REQUIREMENT: Search the data below for the string "green". Extract every line that contains it.

** Opening DATASET RECORDS block **

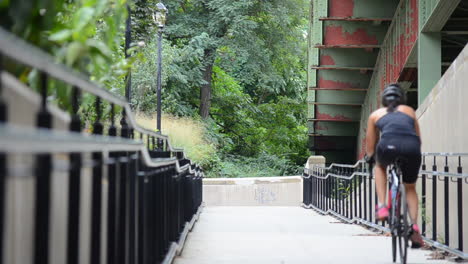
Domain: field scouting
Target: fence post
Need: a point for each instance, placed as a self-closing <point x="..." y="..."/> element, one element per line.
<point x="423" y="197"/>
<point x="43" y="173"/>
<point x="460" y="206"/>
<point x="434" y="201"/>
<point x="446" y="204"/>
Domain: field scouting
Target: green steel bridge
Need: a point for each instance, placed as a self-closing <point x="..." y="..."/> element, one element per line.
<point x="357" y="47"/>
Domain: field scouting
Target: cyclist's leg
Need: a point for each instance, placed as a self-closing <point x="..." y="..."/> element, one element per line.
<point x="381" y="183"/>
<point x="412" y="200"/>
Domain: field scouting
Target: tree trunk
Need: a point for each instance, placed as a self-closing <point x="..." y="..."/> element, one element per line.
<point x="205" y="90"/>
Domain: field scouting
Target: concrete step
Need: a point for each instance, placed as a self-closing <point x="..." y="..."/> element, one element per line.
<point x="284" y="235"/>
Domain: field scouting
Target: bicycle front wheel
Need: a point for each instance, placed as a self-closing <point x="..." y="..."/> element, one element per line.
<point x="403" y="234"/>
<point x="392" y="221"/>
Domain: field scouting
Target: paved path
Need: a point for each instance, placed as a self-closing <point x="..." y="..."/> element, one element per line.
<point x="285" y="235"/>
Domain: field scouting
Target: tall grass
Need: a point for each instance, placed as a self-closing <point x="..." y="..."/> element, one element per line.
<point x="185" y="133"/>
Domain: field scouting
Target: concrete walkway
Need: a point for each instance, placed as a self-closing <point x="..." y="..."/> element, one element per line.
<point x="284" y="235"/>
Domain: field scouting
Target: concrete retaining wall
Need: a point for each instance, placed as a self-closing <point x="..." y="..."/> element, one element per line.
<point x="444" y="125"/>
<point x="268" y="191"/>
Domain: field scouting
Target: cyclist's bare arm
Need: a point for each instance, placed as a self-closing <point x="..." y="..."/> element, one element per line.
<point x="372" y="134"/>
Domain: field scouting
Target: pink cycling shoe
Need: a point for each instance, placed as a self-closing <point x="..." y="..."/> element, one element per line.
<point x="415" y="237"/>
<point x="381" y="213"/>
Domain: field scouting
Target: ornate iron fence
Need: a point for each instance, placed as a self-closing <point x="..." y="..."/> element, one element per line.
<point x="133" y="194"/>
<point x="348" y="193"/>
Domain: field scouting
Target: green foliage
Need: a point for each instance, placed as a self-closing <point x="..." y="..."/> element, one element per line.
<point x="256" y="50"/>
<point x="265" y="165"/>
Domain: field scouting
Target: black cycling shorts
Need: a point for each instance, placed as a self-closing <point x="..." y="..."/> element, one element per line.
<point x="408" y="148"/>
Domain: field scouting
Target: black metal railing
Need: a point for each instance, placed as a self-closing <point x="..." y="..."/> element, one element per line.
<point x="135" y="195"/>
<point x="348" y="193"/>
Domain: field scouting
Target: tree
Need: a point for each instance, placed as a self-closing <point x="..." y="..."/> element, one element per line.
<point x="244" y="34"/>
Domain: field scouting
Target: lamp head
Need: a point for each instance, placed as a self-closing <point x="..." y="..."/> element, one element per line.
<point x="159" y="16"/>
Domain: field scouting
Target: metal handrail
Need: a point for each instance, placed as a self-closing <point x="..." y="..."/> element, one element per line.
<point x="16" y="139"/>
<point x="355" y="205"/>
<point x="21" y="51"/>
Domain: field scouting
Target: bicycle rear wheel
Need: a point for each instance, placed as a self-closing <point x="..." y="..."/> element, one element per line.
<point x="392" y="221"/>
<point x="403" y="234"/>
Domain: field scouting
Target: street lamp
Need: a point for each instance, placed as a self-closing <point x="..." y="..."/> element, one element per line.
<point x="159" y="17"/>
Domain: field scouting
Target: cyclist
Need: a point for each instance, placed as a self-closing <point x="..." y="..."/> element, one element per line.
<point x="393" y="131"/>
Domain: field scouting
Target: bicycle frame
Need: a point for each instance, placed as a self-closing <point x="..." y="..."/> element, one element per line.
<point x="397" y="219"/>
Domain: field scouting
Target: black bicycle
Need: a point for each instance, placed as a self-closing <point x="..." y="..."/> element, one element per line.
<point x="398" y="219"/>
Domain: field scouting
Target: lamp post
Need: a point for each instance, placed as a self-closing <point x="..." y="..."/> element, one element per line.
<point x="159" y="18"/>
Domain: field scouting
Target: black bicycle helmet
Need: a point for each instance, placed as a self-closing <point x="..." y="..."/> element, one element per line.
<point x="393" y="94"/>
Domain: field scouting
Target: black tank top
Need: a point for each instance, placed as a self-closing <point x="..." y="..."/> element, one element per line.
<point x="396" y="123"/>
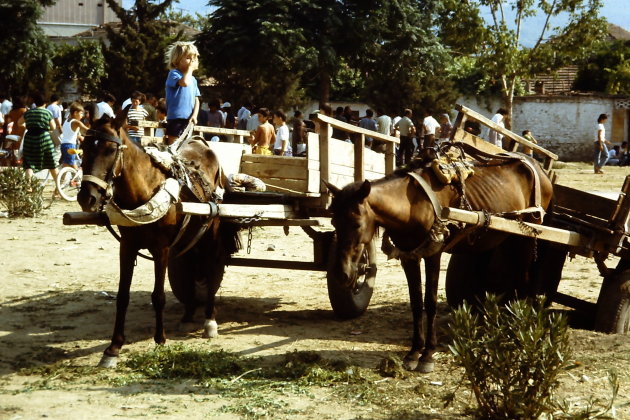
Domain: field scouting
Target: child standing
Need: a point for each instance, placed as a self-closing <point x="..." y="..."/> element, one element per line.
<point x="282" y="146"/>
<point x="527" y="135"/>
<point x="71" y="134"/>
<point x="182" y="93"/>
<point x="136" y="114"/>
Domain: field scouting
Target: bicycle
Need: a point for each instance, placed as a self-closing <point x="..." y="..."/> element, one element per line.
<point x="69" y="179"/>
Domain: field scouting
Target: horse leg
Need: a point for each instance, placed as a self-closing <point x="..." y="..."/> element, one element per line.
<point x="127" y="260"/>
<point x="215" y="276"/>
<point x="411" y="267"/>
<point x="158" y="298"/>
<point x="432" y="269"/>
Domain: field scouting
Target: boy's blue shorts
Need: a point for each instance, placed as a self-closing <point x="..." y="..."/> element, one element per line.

** Closing DATASET RECORDS block **

SOLUTION:
Target: green steel bridge
Target: green foliage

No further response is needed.